Task brief:
Reproduce word for word the lines of the records below, beginning with the line that contains "at top in the frame above." and continuing through the line that contains "188,260 -> 194,271".
═════ Data supplied ═════
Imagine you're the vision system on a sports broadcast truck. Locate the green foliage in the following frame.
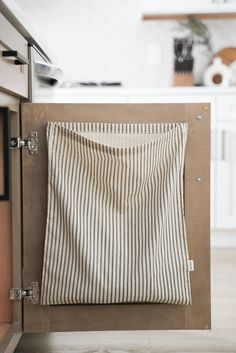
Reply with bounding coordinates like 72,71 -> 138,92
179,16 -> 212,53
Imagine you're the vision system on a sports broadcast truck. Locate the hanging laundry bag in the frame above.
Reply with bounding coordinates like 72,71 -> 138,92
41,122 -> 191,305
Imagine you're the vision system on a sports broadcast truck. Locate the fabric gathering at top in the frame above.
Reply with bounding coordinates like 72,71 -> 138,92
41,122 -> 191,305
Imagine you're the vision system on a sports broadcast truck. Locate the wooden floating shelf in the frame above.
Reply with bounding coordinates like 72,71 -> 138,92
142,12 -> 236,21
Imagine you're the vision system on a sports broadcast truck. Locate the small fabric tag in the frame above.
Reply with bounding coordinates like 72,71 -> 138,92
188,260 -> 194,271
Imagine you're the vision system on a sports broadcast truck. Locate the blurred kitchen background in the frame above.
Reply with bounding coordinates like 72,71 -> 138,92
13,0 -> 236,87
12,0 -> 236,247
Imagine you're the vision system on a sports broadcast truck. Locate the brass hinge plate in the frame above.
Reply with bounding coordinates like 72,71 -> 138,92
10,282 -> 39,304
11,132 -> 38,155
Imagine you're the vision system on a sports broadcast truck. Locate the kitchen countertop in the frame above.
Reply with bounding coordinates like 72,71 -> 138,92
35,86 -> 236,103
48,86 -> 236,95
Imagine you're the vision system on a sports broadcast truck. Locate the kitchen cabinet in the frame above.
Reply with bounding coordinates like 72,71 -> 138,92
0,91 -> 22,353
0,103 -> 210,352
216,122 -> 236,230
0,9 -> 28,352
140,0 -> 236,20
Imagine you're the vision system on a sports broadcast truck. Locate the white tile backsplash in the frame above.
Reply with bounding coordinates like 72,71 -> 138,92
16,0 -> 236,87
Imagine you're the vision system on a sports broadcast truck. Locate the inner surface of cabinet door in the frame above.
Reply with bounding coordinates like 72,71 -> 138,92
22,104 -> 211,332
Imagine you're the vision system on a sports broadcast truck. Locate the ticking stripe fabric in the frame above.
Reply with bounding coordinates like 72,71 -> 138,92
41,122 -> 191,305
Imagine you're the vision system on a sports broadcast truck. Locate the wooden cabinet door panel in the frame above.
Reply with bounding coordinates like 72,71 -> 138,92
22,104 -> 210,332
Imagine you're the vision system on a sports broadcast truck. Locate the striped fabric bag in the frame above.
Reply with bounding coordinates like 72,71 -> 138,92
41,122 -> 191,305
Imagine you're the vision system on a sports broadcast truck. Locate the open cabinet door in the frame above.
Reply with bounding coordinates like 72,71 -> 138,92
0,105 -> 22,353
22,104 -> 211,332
═════
═════ Data supplied ═════
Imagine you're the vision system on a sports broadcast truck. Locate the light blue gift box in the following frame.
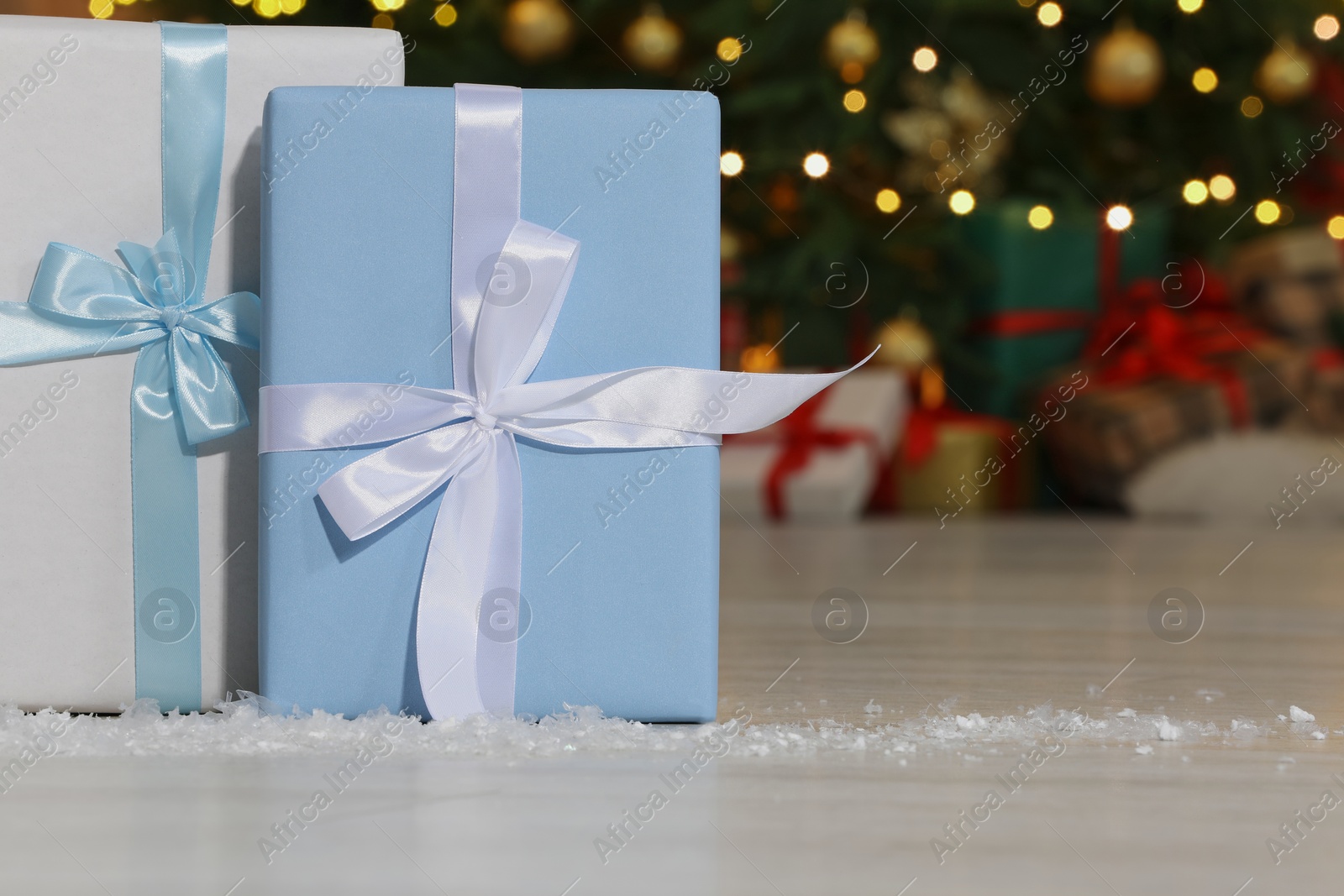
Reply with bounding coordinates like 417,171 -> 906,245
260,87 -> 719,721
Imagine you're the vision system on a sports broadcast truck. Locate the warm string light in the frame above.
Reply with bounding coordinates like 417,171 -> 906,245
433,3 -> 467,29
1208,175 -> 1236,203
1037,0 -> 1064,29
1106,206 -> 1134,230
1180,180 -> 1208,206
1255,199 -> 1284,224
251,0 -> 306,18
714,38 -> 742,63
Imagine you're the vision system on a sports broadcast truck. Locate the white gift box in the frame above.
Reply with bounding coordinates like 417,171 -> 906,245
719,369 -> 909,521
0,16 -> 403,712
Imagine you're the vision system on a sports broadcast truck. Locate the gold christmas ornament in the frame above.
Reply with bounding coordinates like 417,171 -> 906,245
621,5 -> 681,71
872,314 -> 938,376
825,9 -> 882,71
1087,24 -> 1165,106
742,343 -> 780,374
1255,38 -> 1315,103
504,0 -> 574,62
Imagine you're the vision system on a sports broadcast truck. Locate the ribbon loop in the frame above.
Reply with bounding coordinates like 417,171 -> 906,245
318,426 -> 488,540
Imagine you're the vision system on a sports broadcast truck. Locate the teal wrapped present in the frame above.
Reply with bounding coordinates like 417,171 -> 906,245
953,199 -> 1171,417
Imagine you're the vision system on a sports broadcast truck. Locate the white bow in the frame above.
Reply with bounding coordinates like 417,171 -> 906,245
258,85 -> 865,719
═════
The completed task:
Imagine you're the vision system on a sports broadcast truck. Locate the fabric gathering at top in the frame above.
Reply with bounding coordinates like 72,71 -> 138,92
41,122 -> 191,305
Imagine you're the vision system on a sports broadcast truck. Locate the wooden floating shelf in the frame above.
Reply with bounding coordinates like 72,71 -> 138,92
142,12 -> 236,21
Imagine you're the vision system on a sports broadcast truck. Locate the small fabric tag in the frame above.
Reply with bounding coordinates like 72,71 -> 138,92
188,260 -> 194,271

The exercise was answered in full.